··· Voci

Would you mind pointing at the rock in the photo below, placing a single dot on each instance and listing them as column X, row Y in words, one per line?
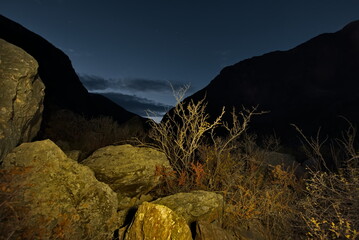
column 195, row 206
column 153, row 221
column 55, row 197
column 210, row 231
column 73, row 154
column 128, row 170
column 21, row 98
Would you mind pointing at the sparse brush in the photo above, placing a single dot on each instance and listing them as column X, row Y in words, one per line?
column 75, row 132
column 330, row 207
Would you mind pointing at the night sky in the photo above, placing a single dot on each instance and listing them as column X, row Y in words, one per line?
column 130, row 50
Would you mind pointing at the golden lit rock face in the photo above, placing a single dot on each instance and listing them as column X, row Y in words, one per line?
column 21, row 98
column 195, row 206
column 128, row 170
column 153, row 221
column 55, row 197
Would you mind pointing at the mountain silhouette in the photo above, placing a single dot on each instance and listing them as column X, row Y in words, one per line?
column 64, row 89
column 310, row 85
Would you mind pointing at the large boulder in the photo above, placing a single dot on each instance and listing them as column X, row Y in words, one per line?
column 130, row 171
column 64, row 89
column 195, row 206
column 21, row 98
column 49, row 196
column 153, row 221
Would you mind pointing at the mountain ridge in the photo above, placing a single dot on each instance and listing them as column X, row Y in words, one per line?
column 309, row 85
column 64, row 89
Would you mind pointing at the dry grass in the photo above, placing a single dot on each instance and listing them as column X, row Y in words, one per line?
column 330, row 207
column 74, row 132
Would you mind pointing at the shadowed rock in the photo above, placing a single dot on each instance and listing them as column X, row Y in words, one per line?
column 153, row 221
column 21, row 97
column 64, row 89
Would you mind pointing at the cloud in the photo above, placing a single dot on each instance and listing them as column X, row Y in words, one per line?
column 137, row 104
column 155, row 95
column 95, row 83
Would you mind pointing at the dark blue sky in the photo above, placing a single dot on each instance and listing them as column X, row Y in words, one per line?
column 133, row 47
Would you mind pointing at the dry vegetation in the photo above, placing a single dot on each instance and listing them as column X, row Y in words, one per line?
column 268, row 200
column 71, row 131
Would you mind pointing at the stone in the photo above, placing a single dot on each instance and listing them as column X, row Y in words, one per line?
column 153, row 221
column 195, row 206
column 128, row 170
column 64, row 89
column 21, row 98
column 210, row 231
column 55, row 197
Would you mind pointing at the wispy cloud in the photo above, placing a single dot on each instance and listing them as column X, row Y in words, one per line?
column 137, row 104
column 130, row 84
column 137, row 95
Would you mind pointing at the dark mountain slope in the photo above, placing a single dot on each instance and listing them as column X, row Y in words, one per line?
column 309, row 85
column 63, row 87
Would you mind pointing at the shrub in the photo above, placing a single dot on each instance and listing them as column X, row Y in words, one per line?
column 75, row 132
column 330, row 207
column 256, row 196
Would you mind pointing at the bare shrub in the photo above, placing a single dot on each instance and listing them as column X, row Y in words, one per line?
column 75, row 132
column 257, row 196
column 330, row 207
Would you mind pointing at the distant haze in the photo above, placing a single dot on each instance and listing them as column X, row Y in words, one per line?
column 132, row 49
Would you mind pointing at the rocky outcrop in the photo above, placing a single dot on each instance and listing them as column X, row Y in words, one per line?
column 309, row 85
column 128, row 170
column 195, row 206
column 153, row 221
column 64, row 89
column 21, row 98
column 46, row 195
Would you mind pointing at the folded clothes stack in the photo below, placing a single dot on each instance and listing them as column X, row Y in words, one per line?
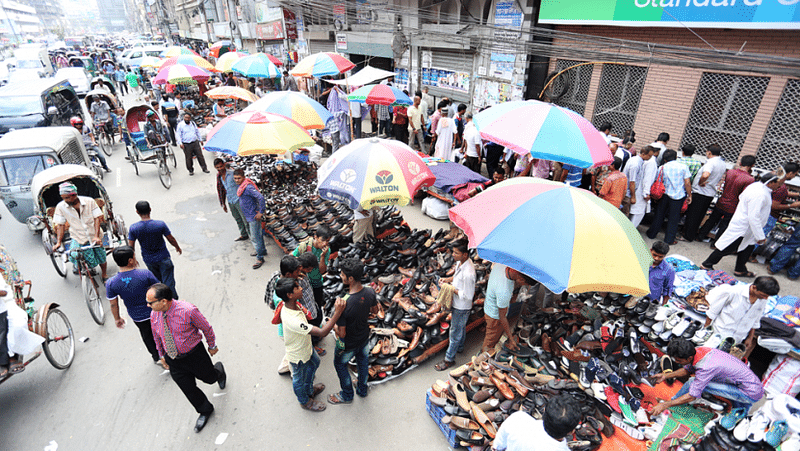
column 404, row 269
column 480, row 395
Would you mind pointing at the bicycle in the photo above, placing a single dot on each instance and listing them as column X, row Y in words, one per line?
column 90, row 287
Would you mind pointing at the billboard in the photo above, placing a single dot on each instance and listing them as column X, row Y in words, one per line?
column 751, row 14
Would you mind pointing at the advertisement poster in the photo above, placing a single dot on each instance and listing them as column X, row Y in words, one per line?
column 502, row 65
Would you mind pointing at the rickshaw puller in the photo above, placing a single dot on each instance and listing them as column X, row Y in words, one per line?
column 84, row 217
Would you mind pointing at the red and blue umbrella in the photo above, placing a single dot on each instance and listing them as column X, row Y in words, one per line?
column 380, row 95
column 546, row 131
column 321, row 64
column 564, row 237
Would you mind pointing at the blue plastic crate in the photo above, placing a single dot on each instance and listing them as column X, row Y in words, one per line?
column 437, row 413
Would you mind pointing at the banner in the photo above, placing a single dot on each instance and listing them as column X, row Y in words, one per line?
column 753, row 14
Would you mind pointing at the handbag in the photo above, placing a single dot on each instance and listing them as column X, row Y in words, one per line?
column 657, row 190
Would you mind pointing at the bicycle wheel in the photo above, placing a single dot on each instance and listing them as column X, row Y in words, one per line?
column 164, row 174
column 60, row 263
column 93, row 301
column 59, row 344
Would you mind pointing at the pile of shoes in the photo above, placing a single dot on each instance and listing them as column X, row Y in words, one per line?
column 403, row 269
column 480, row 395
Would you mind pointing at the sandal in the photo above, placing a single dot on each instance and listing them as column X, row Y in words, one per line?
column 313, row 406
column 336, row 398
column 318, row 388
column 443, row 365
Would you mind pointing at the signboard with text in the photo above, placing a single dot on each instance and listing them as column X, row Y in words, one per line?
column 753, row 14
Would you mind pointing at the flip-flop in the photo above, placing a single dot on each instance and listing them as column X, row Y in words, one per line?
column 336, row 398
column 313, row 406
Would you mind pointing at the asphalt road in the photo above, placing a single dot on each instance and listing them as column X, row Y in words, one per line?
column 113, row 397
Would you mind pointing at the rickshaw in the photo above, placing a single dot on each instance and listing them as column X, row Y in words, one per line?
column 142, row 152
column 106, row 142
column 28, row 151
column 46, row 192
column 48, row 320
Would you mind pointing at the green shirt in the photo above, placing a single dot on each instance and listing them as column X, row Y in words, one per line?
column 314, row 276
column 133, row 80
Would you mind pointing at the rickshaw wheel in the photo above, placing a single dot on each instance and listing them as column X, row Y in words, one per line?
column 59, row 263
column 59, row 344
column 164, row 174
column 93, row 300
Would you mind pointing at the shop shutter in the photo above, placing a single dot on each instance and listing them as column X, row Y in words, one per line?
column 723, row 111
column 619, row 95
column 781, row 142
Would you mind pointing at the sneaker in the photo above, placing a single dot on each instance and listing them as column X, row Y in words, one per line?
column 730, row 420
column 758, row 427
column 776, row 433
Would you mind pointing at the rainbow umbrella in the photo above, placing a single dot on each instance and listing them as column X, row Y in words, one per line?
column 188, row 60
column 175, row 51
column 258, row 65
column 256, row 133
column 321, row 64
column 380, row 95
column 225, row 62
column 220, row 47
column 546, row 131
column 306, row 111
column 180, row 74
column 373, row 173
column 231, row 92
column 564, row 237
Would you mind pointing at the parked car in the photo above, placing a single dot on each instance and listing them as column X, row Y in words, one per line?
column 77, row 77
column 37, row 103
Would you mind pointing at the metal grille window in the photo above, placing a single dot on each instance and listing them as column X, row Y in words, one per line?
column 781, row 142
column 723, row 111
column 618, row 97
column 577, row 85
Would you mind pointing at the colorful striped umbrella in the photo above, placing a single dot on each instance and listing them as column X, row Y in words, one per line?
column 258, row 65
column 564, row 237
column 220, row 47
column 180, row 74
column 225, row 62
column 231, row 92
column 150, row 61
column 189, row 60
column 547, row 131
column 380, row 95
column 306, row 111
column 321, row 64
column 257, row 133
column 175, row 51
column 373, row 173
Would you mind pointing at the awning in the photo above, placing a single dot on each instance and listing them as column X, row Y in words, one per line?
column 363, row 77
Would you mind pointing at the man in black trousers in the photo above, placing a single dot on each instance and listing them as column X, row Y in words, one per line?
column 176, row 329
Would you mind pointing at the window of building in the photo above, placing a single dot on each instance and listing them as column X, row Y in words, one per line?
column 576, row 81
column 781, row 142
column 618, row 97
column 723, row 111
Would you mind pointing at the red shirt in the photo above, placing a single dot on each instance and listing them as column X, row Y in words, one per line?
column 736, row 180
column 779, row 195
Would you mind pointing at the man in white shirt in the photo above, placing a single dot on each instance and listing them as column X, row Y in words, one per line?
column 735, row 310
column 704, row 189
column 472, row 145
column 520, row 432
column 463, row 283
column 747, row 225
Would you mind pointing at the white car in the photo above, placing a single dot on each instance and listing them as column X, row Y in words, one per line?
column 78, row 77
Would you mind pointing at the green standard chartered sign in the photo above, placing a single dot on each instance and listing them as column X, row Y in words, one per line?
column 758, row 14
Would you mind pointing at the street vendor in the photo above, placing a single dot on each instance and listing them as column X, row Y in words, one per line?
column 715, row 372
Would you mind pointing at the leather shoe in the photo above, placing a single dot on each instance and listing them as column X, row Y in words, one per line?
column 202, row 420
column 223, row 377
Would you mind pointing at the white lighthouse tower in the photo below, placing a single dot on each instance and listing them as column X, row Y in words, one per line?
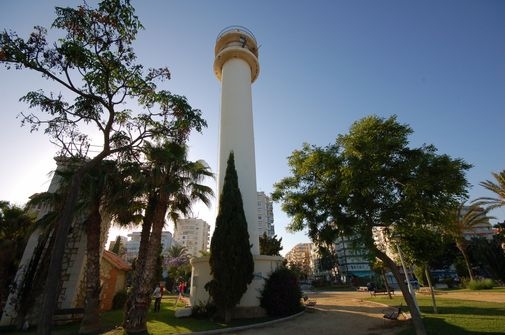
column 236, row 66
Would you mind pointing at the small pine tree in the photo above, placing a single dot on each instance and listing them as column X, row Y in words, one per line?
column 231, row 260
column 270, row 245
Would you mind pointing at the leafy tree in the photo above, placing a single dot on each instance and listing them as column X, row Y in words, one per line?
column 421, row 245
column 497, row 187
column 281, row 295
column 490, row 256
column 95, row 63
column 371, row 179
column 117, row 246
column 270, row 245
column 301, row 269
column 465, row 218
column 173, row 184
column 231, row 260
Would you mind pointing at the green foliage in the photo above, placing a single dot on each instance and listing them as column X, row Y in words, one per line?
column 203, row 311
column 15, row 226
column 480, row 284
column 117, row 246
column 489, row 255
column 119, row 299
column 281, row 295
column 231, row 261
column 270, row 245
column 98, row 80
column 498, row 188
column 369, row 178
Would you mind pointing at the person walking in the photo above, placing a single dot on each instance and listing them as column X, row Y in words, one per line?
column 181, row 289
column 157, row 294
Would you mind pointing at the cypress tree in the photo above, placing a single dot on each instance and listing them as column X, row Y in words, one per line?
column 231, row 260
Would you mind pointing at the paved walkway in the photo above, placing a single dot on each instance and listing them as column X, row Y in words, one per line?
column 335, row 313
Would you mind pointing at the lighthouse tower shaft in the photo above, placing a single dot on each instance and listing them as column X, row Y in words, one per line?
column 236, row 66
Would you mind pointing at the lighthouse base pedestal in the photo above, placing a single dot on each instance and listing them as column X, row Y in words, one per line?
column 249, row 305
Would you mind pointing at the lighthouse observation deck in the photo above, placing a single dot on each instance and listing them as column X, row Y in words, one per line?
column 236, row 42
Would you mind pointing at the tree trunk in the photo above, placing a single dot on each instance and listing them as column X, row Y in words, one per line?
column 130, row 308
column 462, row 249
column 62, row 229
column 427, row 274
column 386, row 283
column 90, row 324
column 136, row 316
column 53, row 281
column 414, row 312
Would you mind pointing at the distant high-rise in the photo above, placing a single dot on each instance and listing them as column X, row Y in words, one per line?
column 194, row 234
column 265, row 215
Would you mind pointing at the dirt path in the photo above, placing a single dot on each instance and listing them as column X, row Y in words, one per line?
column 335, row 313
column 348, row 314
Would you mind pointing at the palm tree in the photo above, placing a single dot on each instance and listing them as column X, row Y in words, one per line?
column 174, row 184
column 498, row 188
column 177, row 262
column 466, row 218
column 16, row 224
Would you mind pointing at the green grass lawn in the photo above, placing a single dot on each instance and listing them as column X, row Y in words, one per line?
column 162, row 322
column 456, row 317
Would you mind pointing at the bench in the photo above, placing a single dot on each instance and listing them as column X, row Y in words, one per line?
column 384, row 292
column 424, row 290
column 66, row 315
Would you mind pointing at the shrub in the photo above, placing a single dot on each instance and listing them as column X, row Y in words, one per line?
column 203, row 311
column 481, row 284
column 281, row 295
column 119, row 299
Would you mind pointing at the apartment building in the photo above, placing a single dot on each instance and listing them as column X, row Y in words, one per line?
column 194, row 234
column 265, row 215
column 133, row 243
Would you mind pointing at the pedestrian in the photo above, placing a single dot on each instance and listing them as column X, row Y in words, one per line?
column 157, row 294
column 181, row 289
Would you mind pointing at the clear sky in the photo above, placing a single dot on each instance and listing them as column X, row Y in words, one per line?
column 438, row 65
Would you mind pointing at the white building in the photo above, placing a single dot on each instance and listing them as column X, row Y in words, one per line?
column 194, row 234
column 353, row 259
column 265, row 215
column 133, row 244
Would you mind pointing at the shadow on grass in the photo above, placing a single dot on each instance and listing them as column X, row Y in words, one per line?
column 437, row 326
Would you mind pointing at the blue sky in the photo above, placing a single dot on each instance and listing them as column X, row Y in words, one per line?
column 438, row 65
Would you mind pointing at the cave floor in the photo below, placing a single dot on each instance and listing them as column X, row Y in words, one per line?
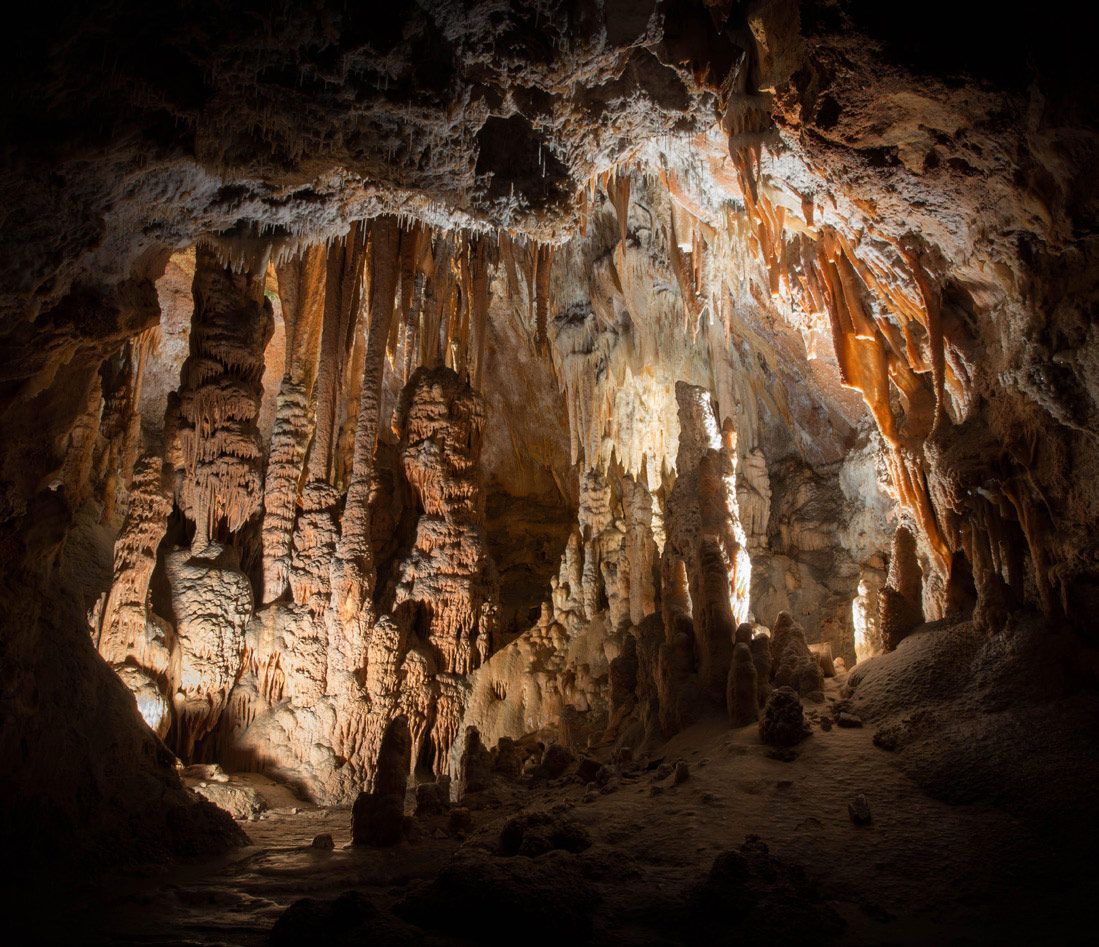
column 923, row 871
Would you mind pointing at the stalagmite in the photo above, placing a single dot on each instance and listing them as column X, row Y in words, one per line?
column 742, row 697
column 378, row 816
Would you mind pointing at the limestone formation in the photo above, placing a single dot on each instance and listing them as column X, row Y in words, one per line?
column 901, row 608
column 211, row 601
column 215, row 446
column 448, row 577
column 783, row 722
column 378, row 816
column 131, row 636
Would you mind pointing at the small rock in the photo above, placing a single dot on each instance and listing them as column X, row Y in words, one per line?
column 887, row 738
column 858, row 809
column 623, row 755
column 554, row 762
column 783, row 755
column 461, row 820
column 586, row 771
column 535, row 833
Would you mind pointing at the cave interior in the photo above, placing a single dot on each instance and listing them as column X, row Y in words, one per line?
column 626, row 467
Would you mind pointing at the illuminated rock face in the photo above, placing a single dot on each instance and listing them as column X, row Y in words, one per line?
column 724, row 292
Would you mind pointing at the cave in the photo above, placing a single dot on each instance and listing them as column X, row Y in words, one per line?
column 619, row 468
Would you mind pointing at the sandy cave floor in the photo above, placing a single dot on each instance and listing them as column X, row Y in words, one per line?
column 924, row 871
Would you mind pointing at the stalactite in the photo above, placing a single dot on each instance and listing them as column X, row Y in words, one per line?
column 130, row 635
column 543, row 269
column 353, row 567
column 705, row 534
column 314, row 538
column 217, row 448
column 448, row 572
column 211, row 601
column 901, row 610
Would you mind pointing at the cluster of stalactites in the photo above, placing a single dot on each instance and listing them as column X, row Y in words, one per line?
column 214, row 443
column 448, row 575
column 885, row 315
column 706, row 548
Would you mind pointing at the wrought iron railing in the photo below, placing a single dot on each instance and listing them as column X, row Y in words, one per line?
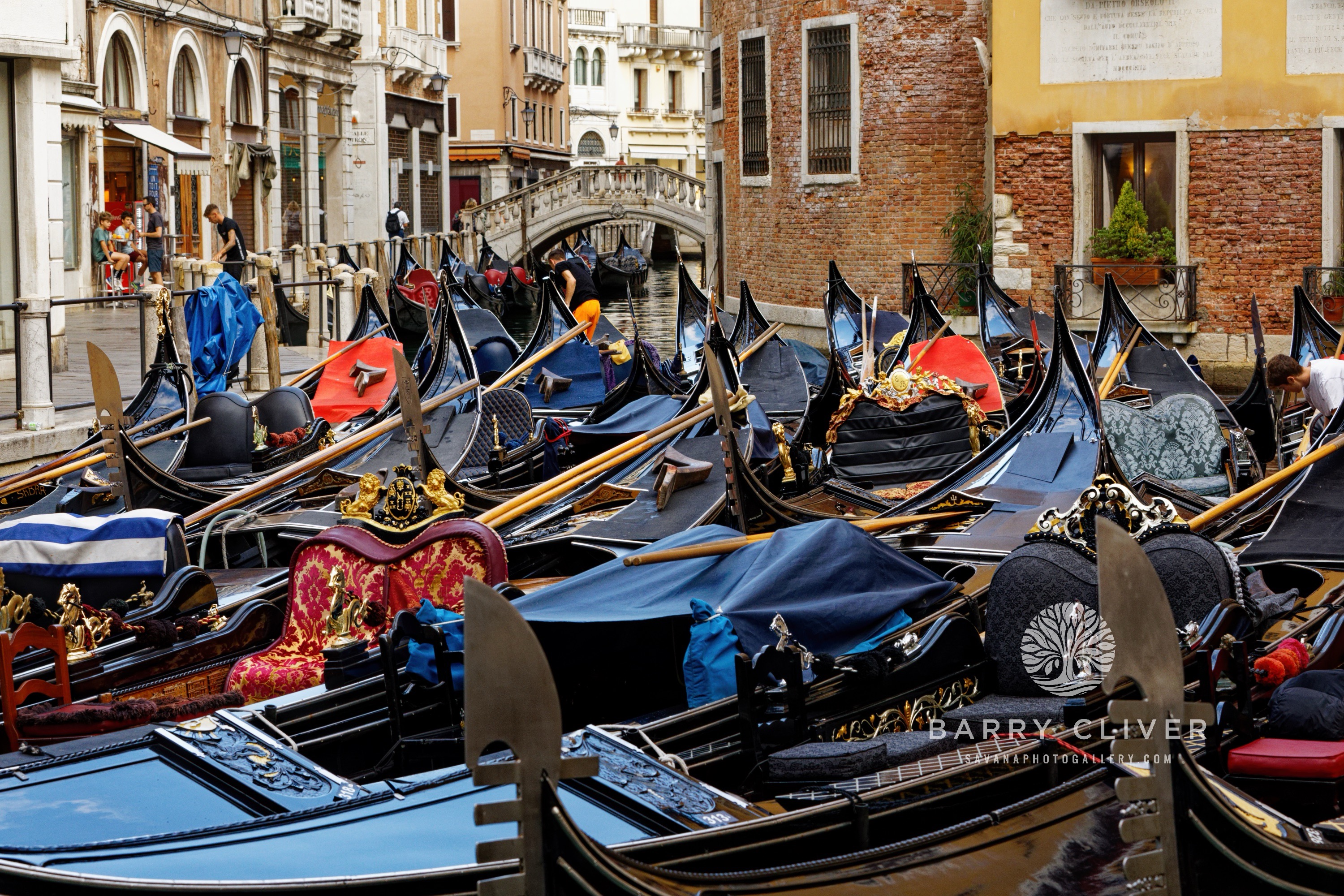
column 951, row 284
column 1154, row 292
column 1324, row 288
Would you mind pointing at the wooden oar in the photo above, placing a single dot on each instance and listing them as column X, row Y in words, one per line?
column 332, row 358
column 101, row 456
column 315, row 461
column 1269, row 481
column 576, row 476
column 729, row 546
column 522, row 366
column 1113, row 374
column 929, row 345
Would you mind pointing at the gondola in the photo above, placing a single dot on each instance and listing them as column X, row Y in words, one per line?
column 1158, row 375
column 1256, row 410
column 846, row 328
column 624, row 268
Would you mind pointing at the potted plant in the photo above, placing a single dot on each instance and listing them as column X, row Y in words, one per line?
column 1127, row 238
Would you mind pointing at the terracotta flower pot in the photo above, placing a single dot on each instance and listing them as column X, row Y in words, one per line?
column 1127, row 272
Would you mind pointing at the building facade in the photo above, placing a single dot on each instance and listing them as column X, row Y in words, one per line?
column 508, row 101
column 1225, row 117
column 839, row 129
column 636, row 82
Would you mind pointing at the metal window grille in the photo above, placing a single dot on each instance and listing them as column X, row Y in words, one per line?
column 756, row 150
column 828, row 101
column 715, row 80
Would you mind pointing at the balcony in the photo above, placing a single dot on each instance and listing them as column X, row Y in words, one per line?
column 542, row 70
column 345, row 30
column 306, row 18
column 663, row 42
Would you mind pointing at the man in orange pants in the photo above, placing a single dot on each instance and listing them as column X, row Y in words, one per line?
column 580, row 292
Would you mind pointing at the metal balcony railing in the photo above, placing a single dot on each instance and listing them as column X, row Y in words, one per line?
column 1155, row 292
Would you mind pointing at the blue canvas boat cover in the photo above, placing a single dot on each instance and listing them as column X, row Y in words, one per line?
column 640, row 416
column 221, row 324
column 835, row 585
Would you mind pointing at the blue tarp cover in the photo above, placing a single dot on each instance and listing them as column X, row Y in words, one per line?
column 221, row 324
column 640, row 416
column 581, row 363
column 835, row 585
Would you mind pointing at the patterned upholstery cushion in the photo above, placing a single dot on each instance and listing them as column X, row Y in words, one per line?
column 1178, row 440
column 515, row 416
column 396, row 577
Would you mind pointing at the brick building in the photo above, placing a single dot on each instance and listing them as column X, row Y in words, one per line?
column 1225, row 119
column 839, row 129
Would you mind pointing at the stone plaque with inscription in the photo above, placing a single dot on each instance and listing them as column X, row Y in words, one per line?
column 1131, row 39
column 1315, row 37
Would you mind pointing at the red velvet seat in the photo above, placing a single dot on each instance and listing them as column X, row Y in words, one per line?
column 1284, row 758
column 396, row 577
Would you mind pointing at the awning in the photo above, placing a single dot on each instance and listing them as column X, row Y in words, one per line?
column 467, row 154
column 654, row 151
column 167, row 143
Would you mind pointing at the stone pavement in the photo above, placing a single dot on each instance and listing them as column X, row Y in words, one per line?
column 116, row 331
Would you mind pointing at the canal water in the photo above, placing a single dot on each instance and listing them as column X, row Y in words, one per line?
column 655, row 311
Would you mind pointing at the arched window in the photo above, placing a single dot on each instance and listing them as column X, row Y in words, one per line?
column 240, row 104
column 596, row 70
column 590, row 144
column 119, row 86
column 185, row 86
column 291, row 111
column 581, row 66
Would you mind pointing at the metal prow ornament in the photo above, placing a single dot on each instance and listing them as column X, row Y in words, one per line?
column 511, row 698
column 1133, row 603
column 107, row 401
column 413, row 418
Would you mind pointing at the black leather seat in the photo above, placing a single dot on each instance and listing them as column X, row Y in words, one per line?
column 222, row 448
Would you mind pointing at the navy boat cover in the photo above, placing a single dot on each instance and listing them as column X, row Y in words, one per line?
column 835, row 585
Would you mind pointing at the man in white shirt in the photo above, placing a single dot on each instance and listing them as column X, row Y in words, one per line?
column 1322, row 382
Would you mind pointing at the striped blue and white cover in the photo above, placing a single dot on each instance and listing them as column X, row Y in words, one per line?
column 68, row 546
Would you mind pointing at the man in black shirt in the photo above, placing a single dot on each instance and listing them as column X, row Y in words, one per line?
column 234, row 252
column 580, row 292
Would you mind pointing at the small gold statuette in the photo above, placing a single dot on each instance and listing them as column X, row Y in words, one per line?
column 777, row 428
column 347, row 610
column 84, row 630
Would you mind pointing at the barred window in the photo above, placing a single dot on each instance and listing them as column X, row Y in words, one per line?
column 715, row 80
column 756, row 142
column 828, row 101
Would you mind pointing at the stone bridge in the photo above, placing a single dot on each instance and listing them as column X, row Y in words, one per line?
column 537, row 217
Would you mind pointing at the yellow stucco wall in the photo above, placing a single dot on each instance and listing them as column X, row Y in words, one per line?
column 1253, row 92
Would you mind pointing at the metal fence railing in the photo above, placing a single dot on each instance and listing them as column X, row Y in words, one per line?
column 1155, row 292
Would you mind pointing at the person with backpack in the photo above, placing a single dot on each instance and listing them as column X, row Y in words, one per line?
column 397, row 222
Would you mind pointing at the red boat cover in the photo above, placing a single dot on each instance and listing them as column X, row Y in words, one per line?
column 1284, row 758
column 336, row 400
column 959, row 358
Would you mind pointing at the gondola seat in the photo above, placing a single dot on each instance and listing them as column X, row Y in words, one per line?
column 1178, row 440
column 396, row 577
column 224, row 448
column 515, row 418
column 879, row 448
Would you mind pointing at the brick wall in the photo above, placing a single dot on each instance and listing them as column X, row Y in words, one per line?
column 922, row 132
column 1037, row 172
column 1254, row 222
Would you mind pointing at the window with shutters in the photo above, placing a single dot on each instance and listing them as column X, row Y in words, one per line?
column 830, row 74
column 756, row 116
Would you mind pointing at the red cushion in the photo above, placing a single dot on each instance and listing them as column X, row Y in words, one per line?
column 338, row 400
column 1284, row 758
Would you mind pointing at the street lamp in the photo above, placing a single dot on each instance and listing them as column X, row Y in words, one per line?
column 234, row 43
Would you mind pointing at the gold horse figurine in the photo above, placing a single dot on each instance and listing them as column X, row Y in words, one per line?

······

**Consegna**
Riscrivi le righe comprese tra quella che contiene "Would you mind pointing at the dark blue" e quella che contiene "column 63, row 87", entrambe incluse, sostituendo "wispy cloud" con "thin cloud" e lasciando invariato tutto il resto.

**Risultato**
Would you mind pointing at the dark blue sky in the photo above, placing a single dot on each instance and listing them as column X, row Y in words, one per line?
column 133, row 47
Would you mind pointing at the dry vegetation in the photo above, placing a single dot on each instance and listing them as column X, row Y in words, one per line?
column 268, row 200
column 71, row 131
Would you mind pointing at the stone in the photo above, placing a single dot on each instance and listing them as column X, row Y in words, one per line?
column 153, row 221
column 195, row 206
column 128, row 170
column 64, row 89
column 21, row 98
column 210, row 231
column 55, row 197
Would you mind pointing at the thin cloud in the photo above, placing a single dot on each instance and listing them as column X, row Y in words, one per line?
column 137, row 104
column 130, row 84
column 137, row 95
Would you mind pointing at the dark mountain slope in the photo above, placing a single dot on each instance and listing them as column X, row Y in words, one per line?
column 309, row 85
column 63, row 87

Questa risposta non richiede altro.